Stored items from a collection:
- Opening Delimiter -

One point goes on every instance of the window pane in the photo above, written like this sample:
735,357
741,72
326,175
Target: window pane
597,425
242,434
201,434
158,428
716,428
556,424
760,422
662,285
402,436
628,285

- Closing Delimiter -

EXERCISE BRIEF:
Output all of the data in full, exactly as given.

RESULT:
One point goes on every instance of the window pane in the photo above, written like this sample:
735,357
741,72
326,175
Target: window pane
597,425
242,434
201,434
158,428
716,428
556,424
760,422
662,285
402,436
628,285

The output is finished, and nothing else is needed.